• [WRITTEN TASK] Extract the listing in its entirety, keeping each line identical to the original.

• [PROVIDED MATERIAL]
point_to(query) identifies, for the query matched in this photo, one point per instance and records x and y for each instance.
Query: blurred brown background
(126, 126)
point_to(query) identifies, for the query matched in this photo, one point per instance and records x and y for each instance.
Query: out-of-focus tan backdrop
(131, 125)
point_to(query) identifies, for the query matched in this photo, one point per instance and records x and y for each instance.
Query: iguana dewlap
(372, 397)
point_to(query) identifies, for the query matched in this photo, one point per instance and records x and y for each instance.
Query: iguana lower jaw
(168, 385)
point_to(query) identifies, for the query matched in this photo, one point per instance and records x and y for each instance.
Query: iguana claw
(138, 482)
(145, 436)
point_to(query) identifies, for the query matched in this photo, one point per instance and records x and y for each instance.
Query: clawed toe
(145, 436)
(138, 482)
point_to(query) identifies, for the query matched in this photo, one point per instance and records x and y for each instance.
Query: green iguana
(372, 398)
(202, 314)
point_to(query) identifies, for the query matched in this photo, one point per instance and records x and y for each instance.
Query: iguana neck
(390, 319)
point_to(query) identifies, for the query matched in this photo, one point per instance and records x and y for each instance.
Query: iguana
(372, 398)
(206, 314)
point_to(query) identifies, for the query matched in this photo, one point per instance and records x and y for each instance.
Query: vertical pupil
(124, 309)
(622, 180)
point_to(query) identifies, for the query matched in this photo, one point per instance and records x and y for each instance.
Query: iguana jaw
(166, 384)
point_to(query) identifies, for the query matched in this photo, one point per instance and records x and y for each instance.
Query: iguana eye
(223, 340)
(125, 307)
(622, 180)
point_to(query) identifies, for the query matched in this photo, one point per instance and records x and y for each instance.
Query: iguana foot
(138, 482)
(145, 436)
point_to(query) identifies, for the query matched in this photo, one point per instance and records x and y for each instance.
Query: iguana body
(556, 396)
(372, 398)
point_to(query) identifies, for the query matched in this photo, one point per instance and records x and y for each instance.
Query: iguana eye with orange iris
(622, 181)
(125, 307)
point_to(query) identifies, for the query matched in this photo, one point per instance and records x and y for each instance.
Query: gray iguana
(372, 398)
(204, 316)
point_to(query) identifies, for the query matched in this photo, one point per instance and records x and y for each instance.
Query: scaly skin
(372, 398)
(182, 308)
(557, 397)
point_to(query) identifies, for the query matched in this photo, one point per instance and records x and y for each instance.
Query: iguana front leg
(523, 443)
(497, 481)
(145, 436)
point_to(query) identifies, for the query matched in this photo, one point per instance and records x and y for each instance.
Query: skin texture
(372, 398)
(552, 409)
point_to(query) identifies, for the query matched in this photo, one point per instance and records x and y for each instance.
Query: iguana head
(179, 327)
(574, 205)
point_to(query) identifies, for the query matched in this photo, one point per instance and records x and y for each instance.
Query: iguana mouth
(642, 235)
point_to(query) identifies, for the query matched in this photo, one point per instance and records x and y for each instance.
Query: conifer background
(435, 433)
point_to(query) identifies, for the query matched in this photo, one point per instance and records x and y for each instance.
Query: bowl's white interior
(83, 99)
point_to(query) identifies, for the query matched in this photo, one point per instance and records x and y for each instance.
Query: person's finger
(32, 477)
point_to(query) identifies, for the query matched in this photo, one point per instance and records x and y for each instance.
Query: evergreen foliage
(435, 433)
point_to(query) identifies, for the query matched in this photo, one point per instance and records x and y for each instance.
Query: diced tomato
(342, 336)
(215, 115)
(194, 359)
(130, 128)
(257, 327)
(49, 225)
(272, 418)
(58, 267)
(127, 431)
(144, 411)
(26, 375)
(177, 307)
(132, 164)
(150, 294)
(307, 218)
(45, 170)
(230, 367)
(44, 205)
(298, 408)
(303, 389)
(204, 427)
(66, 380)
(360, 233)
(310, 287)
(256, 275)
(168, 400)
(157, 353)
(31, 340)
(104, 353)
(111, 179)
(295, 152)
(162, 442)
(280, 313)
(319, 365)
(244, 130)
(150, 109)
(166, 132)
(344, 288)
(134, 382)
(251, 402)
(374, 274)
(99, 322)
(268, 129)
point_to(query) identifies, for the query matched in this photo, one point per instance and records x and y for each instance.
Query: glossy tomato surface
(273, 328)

• [OUTPUT OF THE EXERCISE]
point_to(query) identifies, for the query matched in this photo, one point per instance and records x and y for each instance.
Query: blurred brown background
(126, 126)
point_to(query) identifies, for the query matched in this photo, one point per instance and records x and y for each instance.
Query: out-of-focus tan backdrop
(131, 125)
point_to(query) identifies, for the query matched in this photo, one point per instance and records x and y for each instance.
Query: iguana dewlap
(372, 397)
point_to(query) identifies, for the query matched in this photo, one point per instance and records x and y for each instance.
Query: iguana lower jaw
(168, 385)
point_to(query) identifies, for the query matched in this photo, one point per instance and records x and y for each instance.
Query: iguana claw
(138, 482)
(145, 436)
point_to(query) identifies, for the query matched in this photo, one point per instance and records x and y for each instance.
Query: clawed toe
(145, 436)
(138, 482)
point_to(query) identifies, for the query matched in this photo, one point per instance and records x and y for each instance.
Query: green iguana
(372, 398)
(202, 314)
point_to(query) identifies, for the query matched in this photo, one point per instance and records x and y for each instance.
Query: iguana neck
(390, 319)
point_to(query) identifies, for the query matched in this photo, one point per instance and records x and y for each instance.
Query: iguana
(372, 398)
(206, 314)
point_to(query) identifies, for the query matched in this photo, one point per instance and records x and y for each instance.
Query: vertical pupil
(124, 309)
(622, 180)
point_to(query) identifies, for the query matched in this photo, one point per instance and records x and y for each instance.
Query: iguana jaw
(166, 384)
point_to(query) identifies, for the query matched in this photo, one point per instance and records x and y for each instance.
Query: iguana eye
(223, 340)
(125, 307)
(622, 180)
point_to(query) identifies, for the query matched in this photo, one point per instance and records x and y for each instance.
Query: iguana foot
(138, 482)
(145, 436)
point_to(query) identifies, for the query matched in this photo, one point per instance and records x and y for each instance.
Query: iguana body
(556, 396)
(372, 398)
point_to(query) identifies, for the query matched in this photo, one point per instance and records x and y for each instance.
Query: iguana eye with orange iris
(622, 181)
(125, 307)
point_to(query) identifies, for the query matched in this photo, one point per instance and records x and y for each instance.
Query: gray iguana
(372, 398)
(204, 316)
point_to(query) identifies, for the query matched in this photo, one point per instance and records x and y for each instance.
Query: scaly skin
(372, 398)
(182, 308)
(557, 397)
point_to(query) identifies, for the query matched in this photo, one point per instance and records x and y for each instance.
Query: iguana front leg
(523, 443)
(497, 481)
(145, 436)
point_to(query) identifies, for the query matched in this photo, one point per instance and records x and y for each instance.
Query: skin texture
(372, 398)
(552, 409)
point_to(query) identifies, for the query matched in this photo, one point per instance and records x and y for each instance.
Query: iguana head
(179, 327)
(574, 205)
point_to(query) identifies, for the query matched in this photo, one point per instance and records x and y for each instance.
Query: iguana mouth
(642, 235)
point_to(query) identifies, for the query matched in this photo, one point per instance and records x and y for each instance.
Query: conifer background
(435, 433)
point_to(query) identifies, for the query matched in this photo, one point per instance and records x and y for each instance.
Query: bowl's white interior
(83, 99)
point_to(query) identifies, for the query matched in this photo, one point per instance and records x and y for each instance.
Query: person's finger
(32, 477)
point_to(query) identifies, for the query matched in this photo, one point per instance and records x and y for each instance.
Query: evergreen foliage
(435, 433)
point_to(query) identifies, for the query matched in this photo, one point per instance and records x and y for each instance.
Query: diced tomato
(342, 336)
(215, 115)
(194, 359)
(130, 128)
(257, 327)
(49, 225)
(272, 418)
(58, 267)
(127, 431)
(144, 411)
(26, 375)
(177, 307)
(132, 164)
(150, 294)
(307, 218)
(45, 170)
(230, 367)
(44, 205)
(298, 408)
(303, 389)
(204, 427)
(66, 380)
(360, 233)
(310, 287)
(256, 275)
(168, 400)
(157, 353)
(31, 340)
(104, 353)
(111, 179)
(295, 152)
(162, 442)
(280, 313)
(319, 365)
(244, 130)
(150, 109)
(166, 132)
(344, 288)
(134, 382)
(251, 402)
(374, 274)
(99, 322)
(268, 129)
point_to(query) identifies, for the query matched in this photo, one point per instance and records x and y for each instance.
Query: glossy tomato surface
(273, 328)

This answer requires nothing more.